-- Start PAGE --

WHEREAS, the Company desires to compromise the obligation to pay such Claim by issuing to the Investors, in lieu of paying in cash any amounts that may have accrued under the Registration Rights Agreement through September 30, 2008, an aggregate number of shares of the Company’s common stock having a current value of US $2.5 million, the number of shares to be issued to be determined by dividing the amount of US $2.5 million by the average closing price of the Company’s shares of Common Stock on the NYSE Arca for the thirty (30) trading day period ending on the last trading day immediately preceding the date of this Agreement;

WHEREAS, the Investors are willing to accept such shares in payment of the Claim, provided: (i) that the Notes, the Warrants, and the Registration Rights Agreement are amended as hereinafter set forth, (ii) the Company and Mr. Leng execute and deliver a share pledge agreement to secure the Notes as hereinafter described, and (iii) the Company complies with the other terms and conditions as set forth in this Agreement.
 


NOW THEREFORE, in consideration of the above premises and for good and valuable consideration, the receipt and sufficiency of which are hereby acknowledged, the parties hereto agree as follows:
 
1. Issuance of Shares. Contemporaneously with the execution of this Agreement, the Company shall issue a total of 216,639 shares of Common Stock of the Company, par value $.001 (the “Shares”), to the Investors in the respective amounts listed on Schedule I attached hereto and incorporated herein by this reference. The Company will issue to each Investor a stock certificate of the Company representing the respective number of shares of common stock set forth in Schedule I opposite such Investor’s name.

-- End PAGE --
-- Start RAW DATA --

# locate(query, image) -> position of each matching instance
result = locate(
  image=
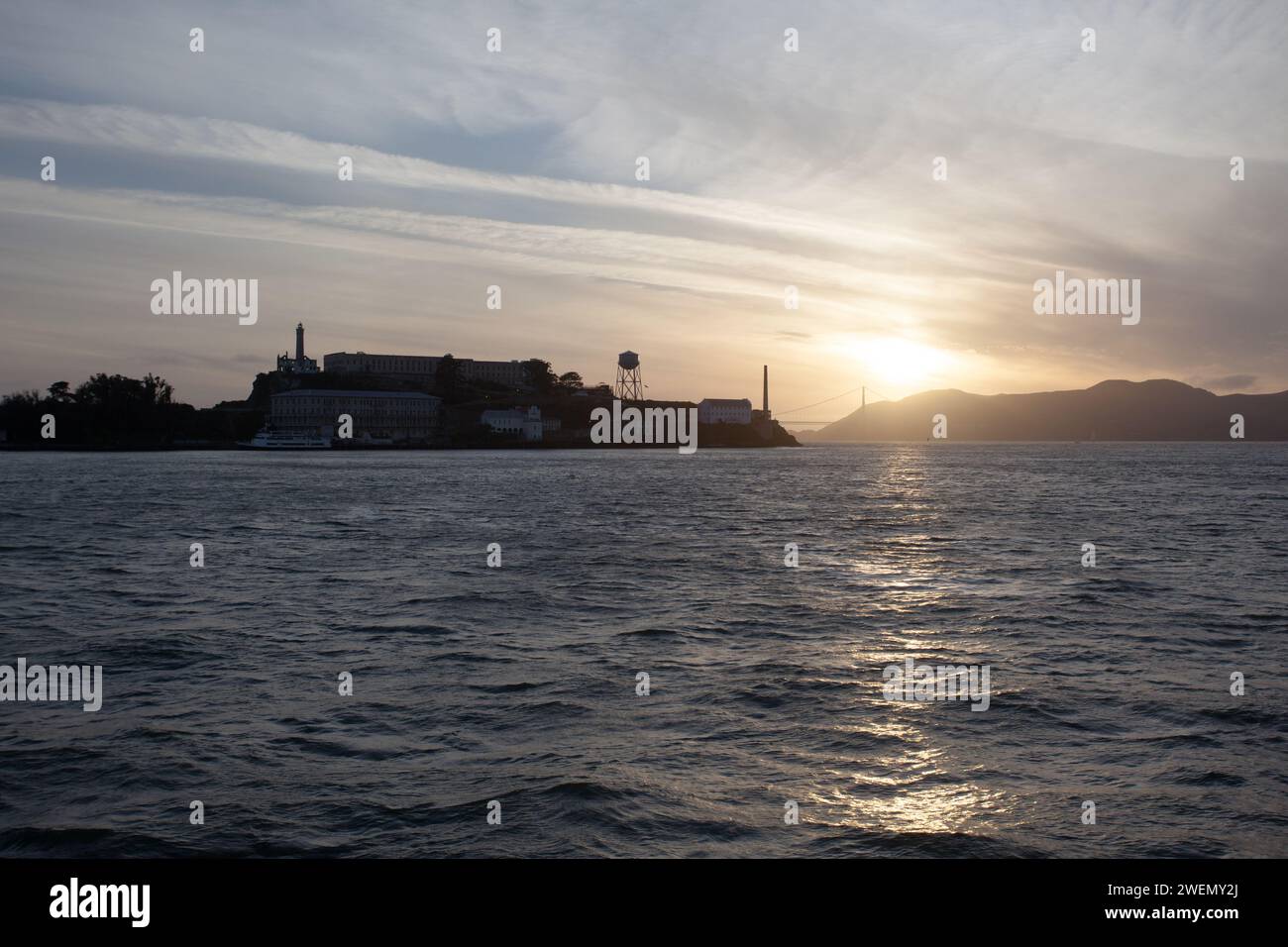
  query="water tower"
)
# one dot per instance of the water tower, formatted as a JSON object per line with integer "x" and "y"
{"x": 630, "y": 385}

-- End RAW DATA --
-- Start RAW DATA --

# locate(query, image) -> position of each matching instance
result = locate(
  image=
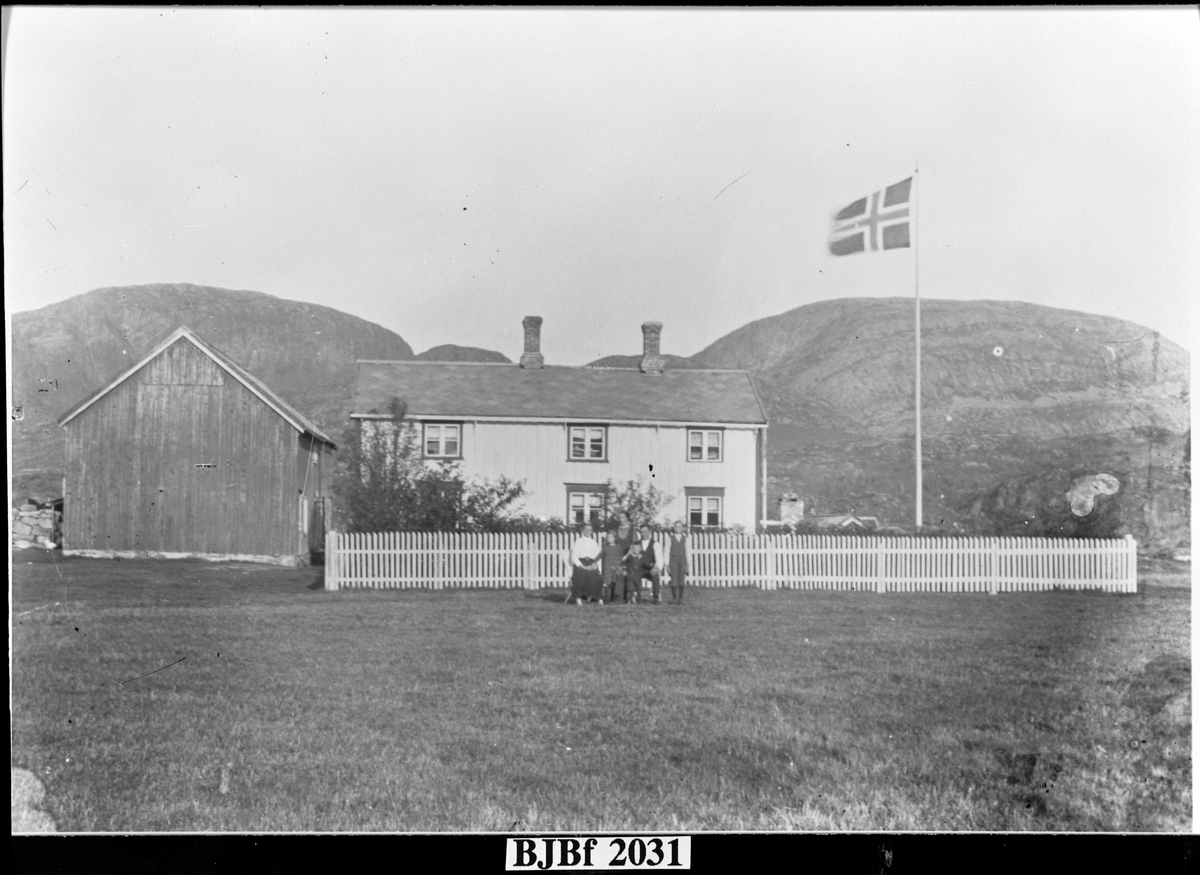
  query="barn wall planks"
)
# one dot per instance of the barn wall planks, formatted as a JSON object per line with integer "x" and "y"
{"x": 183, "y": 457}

-- End RAW DATA --

DIRECTIONS FOR THIS TASK »
Under the agreement, how many shares of Common Stock is the Company to issue in total to the Investors when the agreement is executed?

WRITTEN REPLY »
216,639 shares